━━━━━ TEXT SEGMENT

3. Key Contributions

1. Identification of PRC2 as a Proliferation-Specific Regulator: Demonstrated that PRC2 components (EZH2, SUZ12) are specifically upregulated in proliferating AT2 cells across human and mouse species, suggesting a role in maintaining identity during cell division.
2. Definition of the "Alveolar-Basal Intermediate" (ABI) State: Characterized a specific, definable transitional state (ABI) that AT2 cells pass through when PRC2 is lost, serving as a bridge between alveolar and basal identities.
3. Conservation of Mechanism: Provided evidence that the mechanism of AT2-to-basal transdifferentiation via an ABI state is conserved between mice and humans, and is directly linked to the loss of PRC2 function.
4. In Vivo Pathogenesis Model: Established that genetic loss of PRC2 in adult mice is sufficient to cause spontaneous emphysema and progressive loss of AT2 fate, mimicking aspects of chronic lung disease.

━━━━━━━━━━

▶ PARTS OF THE EXERCISE
(1) Answer these questions from the list of key contributions on PRC2 in AT2 cells, putting each answer on its own line with the matching letter.
(a) Which two PRC2 components are upregulated in proliferating AT2 cells?
(b) What does the abbreviation ABI stand for?
(c) What two outcomes follow genetic loss of PRC2 in adult mice?
(2) Transcribe word for word the part of the list of key contributions that opens with the words containing "3. Conservation of" and closes with "of PRC2 function.".
The data that follow are not needed for any of the work here.

━━━━━ DATA EXCERPTS

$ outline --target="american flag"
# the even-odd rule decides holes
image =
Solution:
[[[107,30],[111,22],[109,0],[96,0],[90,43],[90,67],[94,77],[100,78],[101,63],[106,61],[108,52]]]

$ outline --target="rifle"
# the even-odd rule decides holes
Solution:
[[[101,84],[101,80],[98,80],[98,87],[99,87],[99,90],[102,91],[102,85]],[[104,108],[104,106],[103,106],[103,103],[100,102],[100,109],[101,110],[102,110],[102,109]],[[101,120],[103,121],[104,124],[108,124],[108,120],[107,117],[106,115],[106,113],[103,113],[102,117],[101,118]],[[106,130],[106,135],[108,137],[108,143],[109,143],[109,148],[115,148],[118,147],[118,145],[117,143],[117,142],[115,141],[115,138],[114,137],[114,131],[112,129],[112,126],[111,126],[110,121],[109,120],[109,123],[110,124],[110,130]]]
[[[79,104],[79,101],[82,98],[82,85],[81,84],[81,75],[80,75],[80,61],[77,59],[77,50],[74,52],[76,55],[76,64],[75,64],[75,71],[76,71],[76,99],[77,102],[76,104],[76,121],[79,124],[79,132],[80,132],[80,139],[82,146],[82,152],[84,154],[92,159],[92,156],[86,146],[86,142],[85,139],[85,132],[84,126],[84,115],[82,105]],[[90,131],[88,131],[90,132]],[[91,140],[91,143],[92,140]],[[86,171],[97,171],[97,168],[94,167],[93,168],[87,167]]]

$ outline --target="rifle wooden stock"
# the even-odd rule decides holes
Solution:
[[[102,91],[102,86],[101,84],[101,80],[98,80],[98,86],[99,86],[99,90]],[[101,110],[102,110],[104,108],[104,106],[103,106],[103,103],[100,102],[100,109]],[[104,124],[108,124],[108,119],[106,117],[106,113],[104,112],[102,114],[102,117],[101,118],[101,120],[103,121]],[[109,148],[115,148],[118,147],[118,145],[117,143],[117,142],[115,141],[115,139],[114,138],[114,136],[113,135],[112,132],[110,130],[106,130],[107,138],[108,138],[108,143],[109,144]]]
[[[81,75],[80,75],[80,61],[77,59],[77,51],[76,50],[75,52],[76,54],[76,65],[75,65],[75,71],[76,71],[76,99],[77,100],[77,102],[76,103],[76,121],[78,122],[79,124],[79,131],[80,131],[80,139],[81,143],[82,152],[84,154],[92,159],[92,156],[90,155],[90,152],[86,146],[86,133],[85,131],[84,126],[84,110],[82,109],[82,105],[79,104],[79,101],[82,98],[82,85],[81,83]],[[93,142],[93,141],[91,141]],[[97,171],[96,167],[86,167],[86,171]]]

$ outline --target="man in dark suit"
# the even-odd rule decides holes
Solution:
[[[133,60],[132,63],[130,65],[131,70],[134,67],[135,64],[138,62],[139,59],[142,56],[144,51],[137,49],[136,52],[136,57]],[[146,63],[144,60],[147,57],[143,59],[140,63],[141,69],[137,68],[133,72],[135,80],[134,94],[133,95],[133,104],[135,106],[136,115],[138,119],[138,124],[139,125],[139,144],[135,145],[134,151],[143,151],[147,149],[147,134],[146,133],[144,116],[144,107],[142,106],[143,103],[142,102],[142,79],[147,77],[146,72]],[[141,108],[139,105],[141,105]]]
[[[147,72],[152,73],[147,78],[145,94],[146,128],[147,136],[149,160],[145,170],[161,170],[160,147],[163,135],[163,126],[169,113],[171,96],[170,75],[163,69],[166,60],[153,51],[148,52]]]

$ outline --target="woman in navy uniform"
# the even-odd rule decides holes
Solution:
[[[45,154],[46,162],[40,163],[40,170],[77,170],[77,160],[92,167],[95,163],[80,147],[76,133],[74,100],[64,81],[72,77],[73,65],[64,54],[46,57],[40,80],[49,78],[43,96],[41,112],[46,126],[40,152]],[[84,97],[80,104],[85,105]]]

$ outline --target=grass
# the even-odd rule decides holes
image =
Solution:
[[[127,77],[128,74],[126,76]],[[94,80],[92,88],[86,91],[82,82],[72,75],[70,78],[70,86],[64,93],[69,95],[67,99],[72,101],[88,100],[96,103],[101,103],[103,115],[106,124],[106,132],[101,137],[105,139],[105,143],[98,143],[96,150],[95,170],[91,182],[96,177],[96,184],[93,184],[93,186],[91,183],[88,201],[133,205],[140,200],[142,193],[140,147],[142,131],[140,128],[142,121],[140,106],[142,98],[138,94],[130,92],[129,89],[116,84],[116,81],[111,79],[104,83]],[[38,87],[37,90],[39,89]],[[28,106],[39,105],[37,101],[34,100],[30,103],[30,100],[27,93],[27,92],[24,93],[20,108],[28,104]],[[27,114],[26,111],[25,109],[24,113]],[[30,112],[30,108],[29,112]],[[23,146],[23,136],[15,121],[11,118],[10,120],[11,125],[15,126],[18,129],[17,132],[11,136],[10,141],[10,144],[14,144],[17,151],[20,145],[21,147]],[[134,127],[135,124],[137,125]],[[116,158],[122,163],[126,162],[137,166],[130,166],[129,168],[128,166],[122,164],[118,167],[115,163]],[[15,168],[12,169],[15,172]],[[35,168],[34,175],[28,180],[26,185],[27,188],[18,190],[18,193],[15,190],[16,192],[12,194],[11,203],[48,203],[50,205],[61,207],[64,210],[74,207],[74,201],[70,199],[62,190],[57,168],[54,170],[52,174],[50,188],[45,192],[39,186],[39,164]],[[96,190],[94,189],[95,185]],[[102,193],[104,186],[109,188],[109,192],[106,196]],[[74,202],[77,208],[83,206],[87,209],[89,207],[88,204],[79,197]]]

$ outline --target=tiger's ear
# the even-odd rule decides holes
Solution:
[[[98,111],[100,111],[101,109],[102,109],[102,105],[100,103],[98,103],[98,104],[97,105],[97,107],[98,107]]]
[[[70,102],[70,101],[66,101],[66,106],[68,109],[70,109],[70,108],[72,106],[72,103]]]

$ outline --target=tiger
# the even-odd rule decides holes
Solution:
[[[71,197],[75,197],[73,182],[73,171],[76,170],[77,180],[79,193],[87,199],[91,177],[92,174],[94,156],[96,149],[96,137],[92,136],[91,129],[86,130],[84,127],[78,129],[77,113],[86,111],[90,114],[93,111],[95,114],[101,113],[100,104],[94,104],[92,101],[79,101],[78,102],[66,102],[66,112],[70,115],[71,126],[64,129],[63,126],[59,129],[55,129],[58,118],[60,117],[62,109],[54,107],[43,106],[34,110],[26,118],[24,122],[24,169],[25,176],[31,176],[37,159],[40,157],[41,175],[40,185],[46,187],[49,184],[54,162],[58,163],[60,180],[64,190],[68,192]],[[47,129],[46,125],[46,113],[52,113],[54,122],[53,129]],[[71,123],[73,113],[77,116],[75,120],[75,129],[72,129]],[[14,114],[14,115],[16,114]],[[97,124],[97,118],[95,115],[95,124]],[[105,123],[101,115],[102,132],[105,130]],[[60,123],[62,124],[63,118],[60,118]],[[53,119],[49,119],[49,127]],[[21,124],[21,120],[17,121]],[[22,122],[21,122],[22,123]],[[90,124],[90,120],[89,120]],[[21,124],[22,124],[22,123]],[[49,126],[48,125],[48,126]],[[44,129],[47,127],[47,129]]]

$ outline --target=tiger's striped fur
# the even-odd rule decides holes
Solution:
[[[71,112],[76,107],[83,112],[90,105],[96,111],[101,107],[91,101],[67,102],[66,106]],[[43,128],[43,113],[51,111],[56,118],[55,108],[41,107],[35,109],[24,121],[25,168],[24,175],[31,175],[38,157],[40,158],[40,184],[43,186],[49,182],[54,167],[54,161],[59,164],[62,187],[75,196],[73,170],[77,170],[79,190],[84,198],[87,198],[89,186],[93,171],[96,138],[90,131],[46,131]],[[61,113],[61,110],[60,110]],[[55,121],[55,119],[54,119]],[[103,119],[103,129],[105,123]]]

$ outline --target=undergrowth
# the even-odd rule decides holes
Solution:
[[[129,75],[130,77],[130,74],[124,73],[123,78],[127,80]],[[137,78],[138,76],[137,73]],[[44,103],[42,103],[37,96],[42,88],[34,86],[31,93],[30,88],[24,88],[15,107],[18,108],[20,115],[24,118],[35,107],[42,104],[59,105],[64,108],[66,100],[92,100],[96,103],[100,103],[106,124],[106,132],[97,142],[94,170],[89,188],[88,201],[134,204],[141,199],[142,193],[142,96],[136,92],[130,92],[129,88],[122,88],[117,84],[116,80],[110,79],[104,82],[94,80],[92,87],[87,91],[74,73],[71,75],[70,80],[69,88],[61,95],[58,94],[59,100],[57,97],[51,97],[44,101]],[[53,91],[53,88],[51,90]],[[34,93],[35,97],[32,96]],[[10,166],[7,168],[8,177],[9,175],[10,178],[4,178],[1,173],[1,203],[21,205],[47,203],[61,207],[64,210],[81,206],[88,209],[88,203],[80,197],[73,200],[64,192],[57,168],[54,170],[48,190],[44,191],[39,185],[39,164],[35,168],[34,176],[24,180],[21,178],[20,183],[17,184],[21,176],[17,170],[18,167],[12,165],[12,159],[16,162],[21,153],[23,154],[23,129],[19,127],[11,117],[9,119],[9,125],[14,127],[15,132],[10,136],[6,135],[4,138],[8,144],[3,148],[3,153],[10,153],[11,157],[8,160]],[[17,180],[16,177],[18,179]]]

━━━━━━━━━━

▶ TASK-BY-TASK OUTPUTS
(1)
(a) EZH2 and SUZ12
(b) Alveolar-Basal Intermediate
(c) Spontaneous emphysema and progressive loss of AT2 fate

(2)
3. Conservation of Mechanism: Provided evidence that the mechanism of AT2-to-basal transdifferentiation via an ABI state is conserved between mice and humans, and is directly linked to the loss of PRC2 function.